WHAT IS BEING ASKED: Reproduce every line of the material below verbatim, changing nothing.

### ROWS

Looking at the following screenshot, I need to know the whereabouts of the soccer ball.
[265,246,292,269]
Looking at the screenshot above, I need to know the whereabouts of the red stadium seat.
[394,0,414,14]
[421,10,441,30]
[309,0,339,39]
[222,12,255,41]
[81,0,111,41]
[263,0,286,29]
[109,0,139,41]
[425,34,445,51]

######

EXPECTED ANSWER:
Looking at the following screenshot, I need to know the whereabouts of the soccer ball.
[265,246,292,269]
Looking at the screenshot above, I need to know the whereabouts of the red stadium seat.
[394,0,414,14]
[421,10,441,30]
[309,0,339,39]
[222,12,255,41]
[81,0,111,41]
[263,0,286,29]
[109,0,139,41]
[425,34,445,51]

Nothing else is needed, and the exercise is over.